[Free-text object descriptions]
○ ○ ○ ○ ○

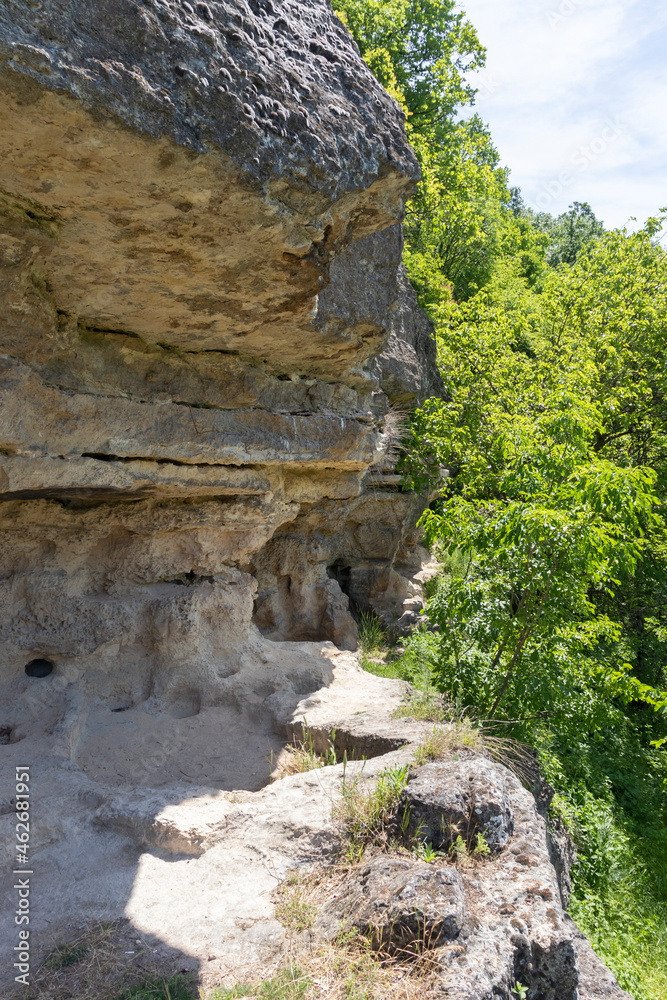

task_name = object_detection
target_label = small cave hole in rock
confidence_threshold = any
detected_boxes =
[327,560,351,596]
[164,571,214,586]
[0,726,25,746]
[25,658,54,678]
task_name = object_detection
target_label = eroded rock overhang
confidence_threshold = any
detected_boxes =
[0,0,433,689]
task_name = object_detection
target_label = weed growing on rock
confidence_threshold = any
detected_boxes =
[336,765,410,851]
[412,722,481,765]
[357,610,388,655]
[393,687,448,721]
[413,840,444,863]
[271,724,337,780]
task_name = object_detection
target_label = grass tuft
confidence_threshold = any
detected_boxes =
[357,610,389,655]
[271,724,337,780]
[209,965,311,1000]
[335,765,410,852]
[274,873,318,935]
[111,974,196,1000]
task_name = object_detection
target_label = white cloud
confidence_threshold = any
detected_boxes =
[460,0,667,227]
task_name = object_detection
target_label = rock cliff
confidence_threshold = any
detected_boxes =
[0,0,438,693]
[0,3,631,999]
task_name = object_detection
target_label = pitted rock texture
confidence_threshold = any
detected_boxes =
[399,756,515,853]
[315,856,465,952]
[324,757,580,1000]
[0,0,418,376]
[429,758,579,1000]
[0,0,416,203]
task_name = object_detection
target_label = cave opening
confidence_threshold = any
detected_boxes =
[25,658,54,678]
[327,560,351,596]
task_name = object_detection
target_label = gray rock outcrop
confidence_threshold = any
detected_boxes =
[400,757,515,852]
[314,754,629,1000]
[316,856,466,952]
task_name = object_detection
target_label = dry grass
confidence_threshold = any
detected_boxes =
[412,722,482,765]
[272,743,328,779]
[274,872,318,935]
[207,943,441,1000]
[236,866,443,1000]
[271,725,337,780]
[10,921,197,1000]
[396,689,536,787]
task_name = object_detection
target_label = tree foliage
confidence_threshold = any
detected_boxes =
[333,4,667,994]
[403,220,667,721]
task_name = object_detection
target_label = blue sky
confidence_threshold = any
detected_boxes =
[460,0,667,229]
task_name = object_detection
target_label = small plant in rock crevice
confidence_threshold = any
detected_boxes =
[270,723,338,780]
[413,840,444,863]
[336,764,410,852]
[357,610,389,655]
[412,722,482,765]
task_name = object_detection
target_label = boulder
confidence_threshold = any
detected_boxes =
[315,856,465,952]
[400,756,514,852]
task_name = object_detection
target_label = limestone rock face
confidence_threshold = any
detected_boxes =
[0,0,430,689]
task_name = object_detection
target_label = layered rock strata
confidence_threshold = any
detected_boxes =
[0,0,433,705]
[0,0,435,983]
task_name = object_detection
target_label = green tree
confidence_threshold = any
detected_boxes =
[403,219,667,724]
[333,0,509,300]
[332,0,484,135]
[542,201,606,267]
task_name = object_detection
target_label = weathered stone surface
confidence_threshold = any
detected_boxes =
[0,0,417,378]
[251,485,429,648]
[316,856,465,951]
[373,262,444,405]
[0,357,380,469]
[400,757,515,853]
[0,0,417,204]
[0,0,433,674]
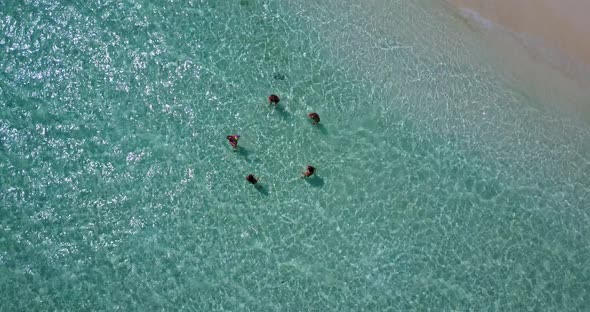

○ ○ ○ ○ ○

WORK REQUEST: Look through the entries above for the word "tree". Copy every line where it shows up.

THE ANSWER:
target_label = tree foliage
target_label = green tree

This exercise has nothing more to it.